→ TRAVAIL DEMANDÉ:
À partir de l'entretien avec Fati Hassane, répondez en une phrase à chaque point.
(a) Qui a interviewé Fati Hassane, et à quel moment ?
(b) Comment Fati Hassane définit-elle la résistance ?
(c) Qu'a-t-elle surtout observé chez les femmes de son entourage lorsqu'elle était adolescente au Niger ?

→ TEXTE À LIRE:
- - - -

« Pour moi, la résistance c’est le refus » - Fati Hassane (Niger) - 3/4

Notre conversation avec Fati Hassane continue. Fati est une militante féministe nigérienne qui travaille dans le domaine du développement. 

Après nous avoir parlé de son enfance multiculturelle (Partie 1) et de son retour au Niger pendant son adolescence (Partie 2), Fati nous parle maintenant de sa résistance progressive aux injonctions sociétales imposées aux femmes en construisant son autonomie financière.

Fati a été interviewée par Françoise Moudouthe à la fin de 2019, dans le cadre d'un projet mondial documentant la résistance des filles. La conversation a été éditée dans cette interview en quatre parties par Françoise et Edwige Dro pour notre série #GirlsResistWA. Vous pouvez trouver plus d'informations sur la série ici.

J’aimerais qu’on parle de résistance. Pour commencer, comment tu définirais ce mot ?

Pour moi, la résistance c’est le refus. Le refus de se conformer à des règles ou à des lois qui vont à l'encontre de nos propres intérêts. Je parle de lois et règles au sens large : ça peut être du point de vue juridique, ça peut être du point de vue social, ou dans le cadre familial, voilà.

Lorsque tu étais adolescente, au Niger, est-ce que tu avais des exemples de résistance dans ton entourage ?

Autour de moi, et surtout au niveau des femmes, j'ai vu beaucoup de conformisme, et pas beaucoup de résistance. Par contre, j'ai vu beaucoup de femmes qui essayaient plutôt de négocier avec les règles existantes, dans une certaine mesure.

Revenons sur ce mot, « négocier ». Ça fait deux fois que tu l’utilises dans le cadre de la résistance. Pour toi, négocier et résister, c'est la même chose ?

Il y a plusieurs manières de résister. On peut juste tout envoyer valser et se mettre complètement en opposition par rapport à sa famille. Moi, ce n'était pas quelque chose que j'envisageais parce que je voulais pas faire de peine à mes parents, et je ne voulais pas me mettre à dos toute la communauté non plus. Je n’en voyais pas l'intérêt. Donc je me demandais : jusqu'où je peux aller ? Et j’y allais, et de là, je poussais encore un peu plus loin et encore un peu plus loin et un peu plus loin, je poussais les lignes de manière à être assez confortable pour pouvoir poursuivre ces objectifs que j'avais pour moi-même. On peut vouloir résister, mais pour préserver certaines personnes, préserver un certain ordre, on peut décider de résister de manière moins frontale. Donc ça, c'est ce que j'appelle négocier.

- - - -

→ DONNÉES FOURNIES:
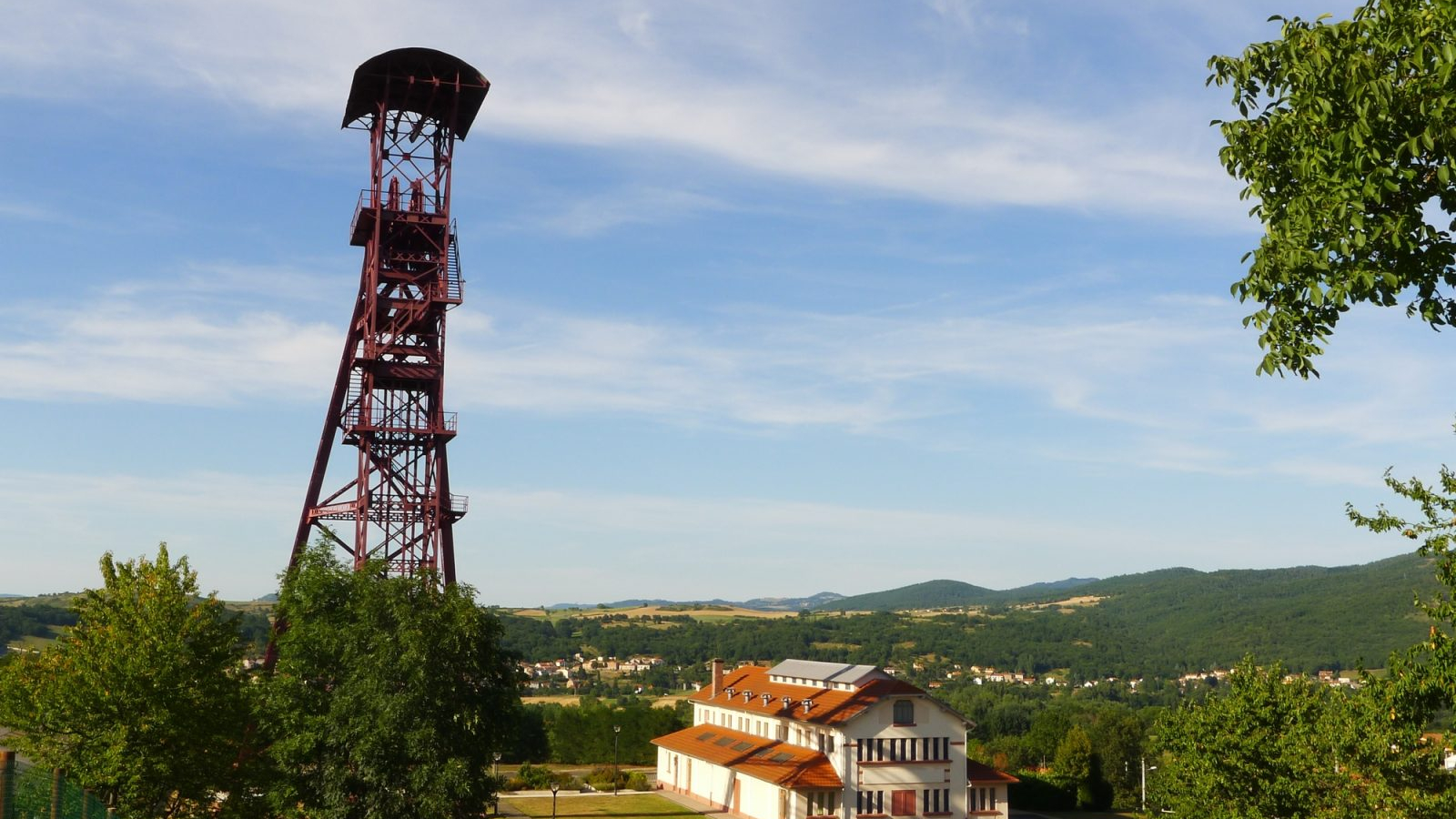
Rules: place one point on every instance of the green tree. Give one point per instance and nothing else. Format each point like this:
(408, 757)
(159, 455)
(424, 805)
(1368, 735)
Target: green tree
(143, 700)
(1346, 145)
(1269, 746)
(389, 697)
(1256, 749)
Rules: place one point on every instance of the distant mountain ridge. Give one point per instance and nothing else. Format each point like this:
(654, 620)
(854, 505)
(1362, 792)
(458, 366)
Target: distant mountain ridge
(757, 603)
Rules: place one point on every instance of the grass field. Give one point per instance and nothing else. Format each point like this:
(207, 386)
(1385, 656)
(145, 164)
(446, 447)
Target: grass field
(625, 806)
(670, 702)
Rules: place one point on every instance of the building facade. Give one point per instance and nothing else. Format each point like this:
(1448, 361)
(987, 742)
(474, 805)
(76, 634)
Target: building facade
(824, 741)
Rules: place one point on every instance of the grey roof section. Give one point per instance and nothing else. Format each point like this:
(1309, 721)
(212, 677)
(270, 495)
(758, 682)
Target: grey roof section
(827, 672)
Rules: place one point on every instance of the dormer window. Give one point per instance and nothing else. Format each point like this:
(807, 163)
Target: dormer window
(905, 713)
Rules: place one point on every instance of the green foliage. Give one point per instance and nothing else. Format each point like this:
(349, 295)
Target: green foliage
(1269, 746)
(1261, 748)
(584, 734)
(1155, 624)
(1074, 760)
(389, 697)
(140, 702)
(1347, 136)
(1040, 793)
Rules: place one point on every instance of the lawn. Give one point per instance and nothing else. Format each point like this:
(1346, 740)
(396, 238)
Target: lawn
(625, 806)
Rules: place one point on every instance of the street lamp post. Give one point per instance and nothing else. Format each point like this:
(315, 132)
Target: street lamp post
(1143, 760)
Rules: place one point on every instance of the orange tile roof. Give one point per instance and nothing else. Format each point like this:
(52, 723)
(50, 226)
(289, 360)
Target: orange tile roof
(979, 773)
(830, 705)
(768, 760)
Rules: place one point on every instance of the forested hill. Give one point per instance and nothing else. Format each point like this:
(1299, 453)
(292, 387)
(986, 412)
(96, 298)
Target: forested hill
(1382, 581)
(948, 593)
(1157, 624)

- - - -

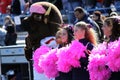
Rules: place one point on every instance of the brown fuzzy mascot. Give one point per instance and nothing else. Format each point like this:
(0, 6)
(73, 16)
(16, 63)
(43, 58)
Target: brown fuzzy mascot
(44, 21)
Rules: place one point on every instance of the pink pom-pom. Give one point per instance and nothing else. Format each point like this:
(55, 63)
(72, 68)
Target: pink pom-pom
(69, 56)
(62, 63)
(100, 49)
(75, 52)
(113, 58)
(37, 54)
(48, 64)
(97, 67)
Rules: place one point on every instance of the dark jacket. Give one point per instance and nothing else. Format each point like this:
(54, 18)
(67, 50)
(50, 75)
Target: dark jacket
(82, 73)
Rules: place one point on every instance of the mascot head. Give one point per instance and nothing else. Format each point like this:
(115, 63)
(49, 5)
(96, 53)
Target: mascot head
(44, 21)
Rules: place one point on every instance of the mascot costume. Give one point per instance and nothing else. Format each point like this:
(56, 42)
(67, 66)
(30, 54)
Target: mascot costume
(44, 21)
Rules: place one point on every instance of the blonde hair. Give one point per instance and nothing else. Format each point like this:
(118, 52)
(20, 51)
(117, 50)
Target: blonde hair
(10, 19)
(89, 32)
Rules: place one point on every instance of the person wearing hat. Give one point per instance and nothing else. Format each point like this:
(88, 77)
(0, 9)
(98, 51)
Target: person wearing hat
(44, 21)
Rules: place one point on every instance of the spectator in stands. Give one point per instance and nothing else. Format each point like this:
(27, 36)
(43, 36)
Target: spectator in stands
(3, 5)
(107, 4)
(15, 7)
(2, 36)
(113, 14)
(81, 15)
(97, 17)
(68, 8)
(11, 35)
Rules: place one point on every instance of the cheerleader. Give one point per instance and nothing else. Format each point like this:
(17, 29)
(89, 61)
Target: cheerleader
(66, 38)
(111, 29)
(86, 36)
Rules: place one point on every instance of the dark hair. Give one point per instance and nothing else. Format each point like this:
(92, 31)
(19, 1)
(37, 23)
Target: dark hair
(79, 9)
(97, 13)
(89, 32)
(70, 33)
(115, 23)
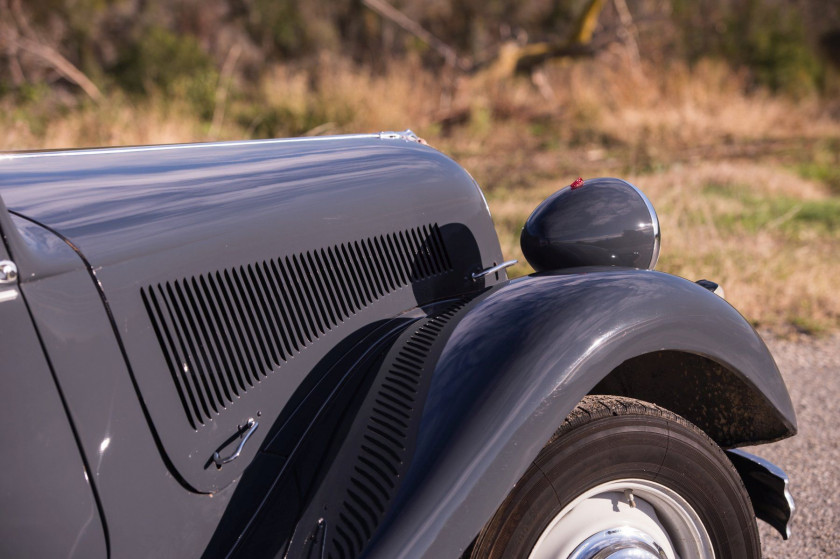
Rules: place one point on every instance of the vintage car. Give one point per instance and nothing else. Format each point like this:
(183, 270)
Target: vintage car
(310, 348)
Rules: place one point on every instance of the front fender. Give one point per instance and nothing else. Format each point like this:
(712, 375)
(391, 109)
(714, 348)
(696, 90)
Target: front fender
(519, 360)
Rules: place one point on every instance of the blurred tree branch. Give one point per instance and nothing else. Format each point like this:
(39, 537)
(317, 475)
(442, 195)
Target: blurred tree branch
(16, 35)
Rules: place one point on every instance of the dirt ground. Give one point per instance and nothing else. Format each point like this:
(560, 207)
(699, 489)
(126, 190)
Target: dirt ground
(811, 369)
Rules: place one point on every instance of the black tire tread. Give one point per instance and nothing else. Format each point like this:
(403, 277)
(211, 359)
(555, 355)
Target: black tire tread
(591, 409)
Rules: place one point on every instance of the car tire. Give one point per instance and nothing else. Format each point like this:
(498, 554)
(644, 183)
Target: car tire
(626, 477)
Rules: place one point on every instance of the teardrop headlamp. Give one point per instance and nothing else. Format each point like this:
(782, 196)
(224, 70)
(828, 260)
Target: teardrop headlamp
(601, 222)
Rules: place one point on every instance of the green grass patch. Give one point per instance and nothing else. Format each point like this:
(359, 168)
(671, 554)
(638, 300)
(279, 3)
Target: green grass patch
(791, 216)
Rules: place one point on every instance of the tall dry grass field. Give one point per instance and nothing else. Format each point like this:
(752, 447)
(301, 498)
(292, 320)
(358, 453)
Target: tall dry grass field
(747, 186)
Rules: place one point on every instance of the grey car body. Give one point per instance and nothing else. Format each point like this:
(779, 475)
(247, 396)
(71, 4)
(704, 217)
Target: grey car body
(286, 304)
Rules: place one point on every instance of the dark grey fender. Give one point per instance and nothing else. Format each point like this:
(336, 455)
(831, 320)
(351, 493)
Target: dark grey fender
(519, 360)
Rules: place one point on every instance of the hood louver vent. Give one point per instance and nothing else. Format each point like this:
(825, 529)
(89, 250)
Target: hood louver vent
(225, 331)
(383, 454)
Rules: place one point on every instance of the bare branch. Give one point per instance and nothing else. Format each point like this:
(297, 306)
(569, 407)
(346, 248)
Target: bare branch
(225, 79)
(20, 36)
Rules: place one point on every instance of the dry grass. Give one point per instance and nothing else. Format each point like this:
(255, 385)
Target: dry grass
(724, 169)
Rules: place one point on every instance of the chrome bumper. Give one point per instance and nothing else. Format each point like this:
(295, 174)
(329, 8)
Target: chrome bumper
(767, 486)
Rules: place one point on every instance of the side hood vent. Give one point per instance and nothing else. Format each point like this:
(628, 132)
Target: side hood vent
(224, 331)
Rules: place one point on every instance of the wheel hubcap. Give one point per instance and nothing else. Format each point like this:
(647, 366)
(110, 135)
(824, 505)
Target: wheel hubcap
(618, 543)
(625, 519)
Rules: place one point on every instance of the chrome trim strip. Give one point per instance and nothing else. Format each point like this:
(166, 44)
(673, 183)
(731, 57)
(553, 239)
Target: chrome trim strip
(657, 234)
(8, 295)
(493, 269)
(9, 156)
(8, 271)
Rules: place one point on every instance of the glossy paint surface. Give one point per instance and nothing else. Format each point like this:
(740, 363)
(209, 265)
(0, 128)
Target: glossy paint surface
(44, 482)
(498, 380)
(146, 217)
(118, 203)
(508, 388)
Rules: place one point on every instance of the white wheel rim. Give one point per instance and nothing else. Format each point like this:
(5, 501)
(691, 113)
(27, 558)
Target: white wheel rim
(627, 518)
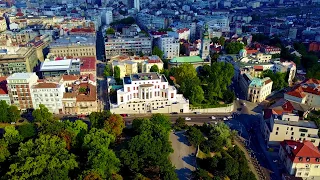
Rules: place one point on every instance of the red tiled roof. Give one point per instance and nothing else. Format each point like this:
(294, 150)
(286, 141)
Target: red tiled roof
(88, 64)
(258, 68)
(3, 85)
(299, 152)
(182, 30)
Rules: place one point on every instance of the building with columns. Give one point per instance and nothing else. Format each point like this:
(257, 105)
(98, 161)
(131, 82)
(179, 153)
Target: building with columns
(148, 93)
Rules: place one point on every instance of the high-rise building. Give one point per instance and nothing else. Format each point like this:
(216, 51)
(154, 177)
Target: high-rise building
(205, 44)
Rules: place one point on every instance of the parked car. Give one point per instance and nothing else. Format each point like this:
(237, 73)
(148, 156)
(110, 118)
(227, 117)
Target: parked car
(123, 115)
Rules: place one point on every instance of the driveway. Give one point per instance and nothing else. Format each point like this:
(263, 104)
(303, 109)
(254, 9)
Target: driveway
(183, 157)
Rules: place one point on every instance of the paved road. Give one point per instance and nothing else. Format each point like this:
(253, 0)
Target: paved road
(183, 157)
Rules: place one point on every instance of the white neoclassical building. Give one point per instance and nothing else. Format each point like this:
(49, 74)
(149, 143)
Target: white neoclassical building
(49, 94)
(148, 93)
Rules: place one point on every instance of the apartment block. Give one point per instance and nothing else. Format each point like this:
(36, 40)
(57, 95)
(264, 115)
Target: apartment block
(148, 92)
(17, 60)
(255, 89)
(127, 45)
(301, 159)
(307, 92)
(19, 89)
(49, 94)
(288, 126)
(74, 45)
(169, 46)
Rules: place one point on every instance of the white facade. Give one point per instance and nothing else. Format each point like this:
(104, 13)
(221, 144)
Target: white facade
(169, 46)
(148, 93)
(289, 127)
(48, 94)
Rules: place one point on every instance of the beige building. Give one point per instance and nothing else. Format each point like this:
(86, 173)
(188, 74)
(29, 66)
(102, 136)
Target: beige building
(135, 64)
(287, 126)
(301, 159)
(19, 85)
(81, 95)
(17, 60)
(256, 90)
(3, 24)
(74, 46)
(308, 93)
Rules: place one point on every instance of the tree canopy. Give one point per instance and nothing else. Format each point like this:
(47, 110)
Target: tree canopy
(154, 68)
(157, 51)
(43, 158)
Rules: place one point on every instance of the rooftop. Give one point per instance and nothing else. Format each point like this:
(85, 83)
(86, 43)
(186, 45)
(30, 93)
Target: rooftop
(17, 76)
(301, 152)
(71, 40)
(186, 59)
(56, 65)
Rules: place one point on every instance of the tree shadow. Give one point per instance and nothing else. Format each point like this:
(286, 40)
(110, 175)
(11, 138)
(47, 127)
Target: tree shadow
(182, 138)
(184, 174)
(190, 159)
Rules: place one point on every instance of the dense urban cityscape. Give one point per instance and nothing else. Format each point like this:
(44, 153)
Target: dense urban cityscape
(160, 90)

- - - -

→ RÉPONSE COMPLÈTE:
(a) Fati Hassane a été interviewée par Françoise Moudouthe à la fin de 2019.
(b) Pour elle, la résistance est le refus de se conformer à des règles ou à des lois qui vont à l'encontre de nos propres intérêts.
(c) Elle a vu beaucoup de conformisme et peu de résistance, mais aussi beaucoup de femmes qui essayaient de négocier avec les règles existantes, dans une certaine mesure.